#### Work to do:
Transcribe precisely those lines of the listing that fall between the line containing "Note for the class: annotate every instance of the wooden" and the last line, inclusive of both.

Records from a point labeling set:
* begin *

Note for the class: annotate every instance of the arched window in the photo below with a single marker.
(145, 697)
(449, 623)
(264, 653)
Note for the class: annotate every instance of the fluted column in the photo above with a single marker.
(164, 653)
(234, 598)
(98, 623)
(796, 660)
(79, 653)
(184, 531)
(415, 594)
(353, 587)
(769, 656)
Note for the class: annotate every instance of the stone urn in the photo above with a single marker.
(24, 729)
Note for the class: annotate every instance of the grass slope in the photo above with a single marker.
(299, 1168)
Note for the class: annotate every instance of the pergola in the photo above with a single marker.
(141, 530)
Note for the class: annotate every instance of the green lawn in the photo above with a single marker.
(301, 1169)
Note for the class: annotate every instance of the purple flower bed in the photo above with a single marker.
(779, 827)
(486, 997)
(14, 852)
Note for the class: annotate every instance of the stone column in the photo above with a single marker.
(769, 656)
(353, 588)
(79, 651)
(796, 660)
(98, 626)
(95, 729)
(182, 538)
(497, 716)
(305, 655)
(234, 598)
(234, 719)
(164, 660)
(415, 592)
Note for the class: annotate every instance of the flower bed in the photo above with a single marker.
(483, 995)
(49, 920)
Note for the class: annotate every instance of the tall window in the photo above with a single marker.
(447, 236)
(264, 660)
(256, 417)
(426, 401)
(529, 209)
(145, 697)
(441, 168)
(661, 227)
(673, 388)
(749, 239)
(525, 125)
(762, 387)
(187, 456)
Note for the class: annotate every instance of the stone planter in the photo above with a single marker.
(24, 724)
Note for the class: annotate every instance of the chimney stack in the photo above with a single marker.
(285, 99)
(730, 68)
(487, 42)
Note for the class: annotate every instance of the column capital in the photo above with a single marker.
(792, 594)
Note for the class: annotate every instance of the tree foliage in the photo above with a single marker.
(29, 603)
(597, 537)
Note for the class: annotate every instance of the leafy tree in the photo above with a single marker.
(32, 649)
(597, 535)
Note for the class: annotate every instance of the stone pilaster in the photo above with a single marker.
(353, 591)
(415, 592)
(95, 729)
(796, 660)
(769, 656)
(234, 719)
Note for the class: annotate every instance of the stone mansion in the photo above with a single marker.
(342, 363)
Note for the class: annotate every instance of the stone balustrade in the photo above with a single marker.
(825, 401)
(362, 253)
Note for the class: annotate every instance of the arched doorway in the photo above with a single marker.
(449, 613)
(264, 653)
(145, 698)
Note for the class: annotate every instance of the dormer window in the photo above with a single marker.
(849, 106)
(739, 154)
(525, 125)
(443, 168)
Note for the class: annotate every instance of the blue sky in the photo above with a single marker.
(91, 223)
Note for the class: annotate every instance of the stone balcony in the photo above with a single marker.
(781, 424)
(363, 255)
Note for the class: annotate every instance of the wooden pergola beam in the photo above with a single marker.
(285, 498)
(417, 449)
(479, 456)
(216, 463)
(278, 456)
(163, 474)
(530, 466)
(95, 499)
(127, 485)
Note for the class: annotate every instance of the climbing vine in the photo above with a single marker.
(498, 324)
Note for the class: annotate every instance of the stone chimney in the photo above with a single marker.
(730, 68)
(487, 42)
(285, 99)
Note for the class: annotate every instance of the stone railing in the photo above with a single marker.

* end *

#### Final answer:
Note for the class: annotate every instance of the wooden pergola beam in the photo above with a single marker.
(285, 498)
(417, 449)
(479, 456)
(216, 463)
(278, 456)
(163, 474)
(530, 466)
(95, 499)
(127, 485)
Note for the class: annotate every instance of the climbing vine in the photo above with a single marker.
(498, 324)
Note for the class: annotate every instance of the stone chimney in the photo above with a single marker.
(730, 68)
(487, 42)
(285, 99)
Note for the class: annotate every instance of the stone railing in the photo above with a single marker.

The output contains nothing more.